Could each record be restated word for word?

• • • • • • •

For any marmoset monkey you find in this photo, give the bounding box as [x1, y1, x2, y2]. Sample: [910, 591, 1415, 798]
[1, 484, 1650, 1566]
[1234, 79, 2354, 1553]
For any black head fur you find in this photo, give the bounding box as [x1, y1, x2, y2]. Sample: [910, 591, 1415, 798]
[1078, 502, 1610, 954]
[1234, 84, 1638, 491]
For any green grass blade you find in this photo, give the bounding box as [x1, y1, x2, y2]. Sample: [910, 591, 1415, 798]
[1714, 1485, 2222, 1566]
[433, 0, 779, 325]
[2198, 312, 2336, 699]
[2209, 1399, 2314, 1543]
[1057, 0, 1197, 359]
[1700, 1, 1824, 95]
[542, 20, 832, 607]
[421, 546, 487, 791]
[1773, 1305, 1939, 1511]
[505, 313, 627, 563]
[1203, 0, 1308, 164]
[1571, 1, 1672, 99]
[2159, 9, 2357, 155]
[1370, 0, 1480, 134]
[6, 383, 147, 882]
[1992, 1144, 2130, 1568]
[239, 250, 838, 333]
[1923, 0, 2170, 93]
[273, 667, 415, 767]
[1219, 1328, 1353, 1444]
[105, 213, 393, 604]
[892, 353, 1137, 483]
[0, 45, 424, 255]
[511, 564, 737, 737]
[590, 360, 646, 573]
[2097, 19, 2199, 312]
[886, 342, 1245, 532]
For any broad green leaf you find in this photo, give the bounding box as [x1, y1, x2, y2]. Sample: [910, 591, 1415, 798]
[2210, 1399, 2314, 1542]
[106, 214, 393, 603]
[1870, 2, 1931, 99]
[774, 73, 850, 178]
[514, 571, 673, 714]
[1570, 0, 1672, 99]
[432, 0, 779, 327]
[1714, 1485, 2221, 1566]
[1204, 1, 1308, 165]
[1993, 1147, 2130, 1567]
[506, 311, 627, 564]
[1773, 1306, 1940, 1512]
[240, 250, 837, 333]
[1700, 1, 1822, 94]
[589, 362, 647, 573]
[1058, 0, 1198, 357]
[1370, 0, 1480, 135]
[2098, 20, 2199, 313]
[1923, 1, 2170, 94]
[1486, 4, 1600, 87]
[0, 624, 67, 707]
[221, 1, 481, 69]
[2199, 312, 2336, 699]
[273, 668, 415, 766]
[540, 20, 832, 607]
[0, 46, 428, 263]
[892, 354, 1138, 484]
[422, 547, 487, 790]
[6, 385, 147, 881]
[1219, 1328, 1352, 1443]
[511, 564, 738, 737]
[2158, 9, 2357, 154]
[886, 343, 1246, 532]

• • • • • • •

Worked solution
For any marmoset monkey you find in this photo, give the bounding box as [x1, y1, x2, y2]. Sample: [910, 591, 1415, 798]
[1, 484, 1650, 1566]
[1234, 79, 2354, 1553]
For any black head fur you find in this photo, give the bounding box as [x1, y1, x2, y2]. Sample: [910, 591, 1415, 798]
[1078, 502, 1610, 954]
[1234, 84, 1638, 491]
For any green grass blade you find in this photo, give the bounding box as [x1, y1, x2, y2]. Sample: [910, 591, 1415, 798]
[1714, 1485, 2222, 1566]
[433, 0, 779, 325]
[2198, 312, 2336, 699]
[2209, 1399, 2314, 1543]
[1057, 0, 1197, 359]
[1700, 1, 1824, 95]
[542, 20, 832, 607]
[421, 546, 487, 791]
[1773, 1305, 1939, 1511]
[505, 313, 627, 563]
[1203, 0, 1308, 164]
[1571, 1, 1672, 99]
[2159, 9, 2357, 155]
[1370, 0, 1480, 134]
[6, 383, 147, 882]
[1992, 1144, 2130, 1568]
[239, 250, 838, 333]
[1923, 0, 2170, 93]
[273, 667, 415, 767]
[1219, 1328, 1353, 1444]
[105, 213, 393, 604]
[892, 353, 1137, 483]
[0, 45, 424, 255]
[511, 564, 737, 737]
[590, 360, 646, 573]
[2097, 19, 2199, 312]
[886, 342, 1245, 532]
For any broad green leaf you find in this photo, give the bounding box as [x1, y1, x2, y2]. Sample: [910, 591, 1415, 798]
[2210, 1399, 2314, 1542]
[106, 214, 393, 603]
[1870, 2, 1931, 99]
[774, 73, 850, 178]
[514, 571, 673, 714]
[1570, 0, 1672, 99]
[432, 0, 779, 327]
[1714, 1485, 2221, 1566]
[1204, 1, 1308, 165]
[1993, 1147, 2130, 1567]
[506, 311, 627, 564]
[1773, 1306, 1940, 1512]
[240, 250, 837, 333]
[1700, 1, 1822, 94]
[589, 362, 647, 573]
[1058, 0, 1198, 357]
[1370, 0, 1480, 135]
[2098, 20, 2199, 313]
[1923, 1, 2170, 94]
[1486, 4, 1600, 87]
[0, 624, 67, 707]
[221, 1, 481, 69]
[2199, 312, 2336, 699]
[273, 668, 415, 766]
[540, 20, 832, 607]
[0, 46, 428, 263]
[892, 354, 1138, 484]
[422, 547, 487, 790]
[6, 385, 147, 881]
[1219, 1328, 1352, 1443]
[511, 564, 738, 737]
[2158, 9, 2357, 154]
[886, 343, 1246, 532]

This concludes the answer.